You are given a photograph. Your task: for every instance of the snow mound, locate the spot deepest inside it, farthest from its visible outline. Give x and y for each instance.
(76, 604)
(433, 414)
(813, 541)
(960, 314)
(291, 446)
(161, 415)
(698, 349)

▶ [Task to carry out]: Rewrite the rows above, swapping "snow mound" for "snowdrift" and leaving everything else unchanged.

▶ [Result]:
You are given a photograph. Your task: for every instance of the snowdrift, locate the spot deepest inside it, farthest from its visible outline. Give x and y for each instance.
(76, 604)
(433, 414)
(813, 541)
(960, 314)
(291, 446)
(161, 415)
(698, 349)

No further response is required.